* _Data shown_

^^^^

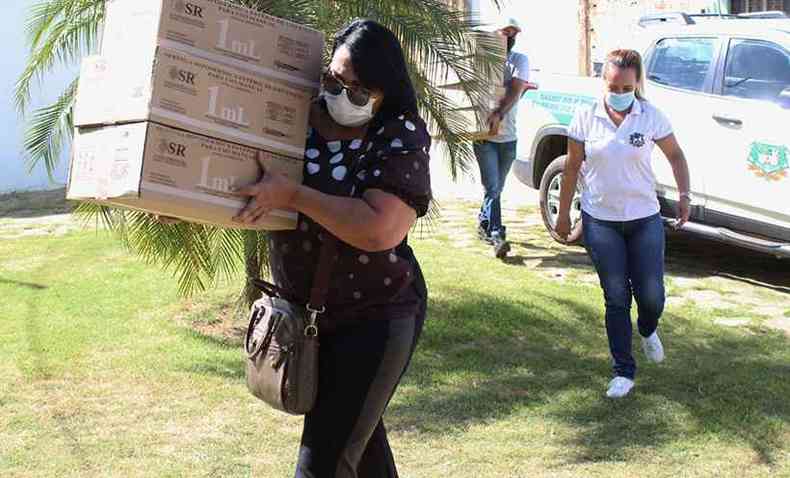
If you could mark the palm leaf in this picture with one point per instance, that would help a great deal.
(60, 32)
(49, 128)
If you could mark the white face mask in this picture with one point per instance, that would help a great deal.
(346, 113)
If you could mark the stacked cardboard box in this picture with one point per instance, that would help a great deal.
(189, 100)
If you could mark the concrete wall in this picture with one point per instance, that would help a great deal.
(614, 22)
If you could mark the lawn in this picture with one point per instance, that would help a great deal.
(105, 371)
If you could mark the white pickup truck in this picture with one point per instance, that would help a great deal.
(725, 86)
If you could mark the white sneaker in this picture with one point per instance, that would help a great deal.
(619, 387)
(653, 348)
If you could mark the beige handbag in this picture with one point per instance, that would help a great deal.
(282, 342)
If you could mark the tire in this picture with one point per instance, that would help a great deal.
(549, 203)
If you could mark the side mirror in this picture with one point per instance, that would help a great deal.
(784, 98)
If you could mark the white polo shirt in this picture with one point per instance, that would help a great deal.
(617, 177)
(516, 66)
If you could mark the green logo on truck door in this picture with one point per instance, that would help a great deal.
(769, 161)
(561, 105)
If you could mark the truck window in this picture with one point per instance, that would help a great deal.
(756, 70)
(682, 62)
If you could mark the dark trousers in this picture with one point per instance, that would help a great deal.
(495, 160)
(629, 258)
(361, 364)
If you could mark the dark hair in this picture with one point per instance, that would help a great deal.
(379, 63)
(629, 59)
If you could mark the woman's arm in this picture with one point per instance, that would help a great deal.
(680, 168)
(568, 188)
(378, 221)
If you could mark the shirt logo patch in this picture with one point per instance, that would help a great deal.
(769, 161)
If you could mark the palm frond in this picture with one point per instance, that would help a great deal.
(60, 32)
(48, 130)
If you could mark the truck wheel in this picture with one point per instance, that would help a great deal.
(550, 203)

^^^^

* _What you have to do_
Return the lines from the one containing "If you could mark the palm frond" through the last line of the records. Include both ends and nothing else.

* _Exercise solution_
If you could mark the palm frond in this picture with one point per instance, that would help a great deal.
(60, 32)
(48, 130)
If you could mark the truck wheel in this picture with one point per instance, that would help a great deal.
(550, 203)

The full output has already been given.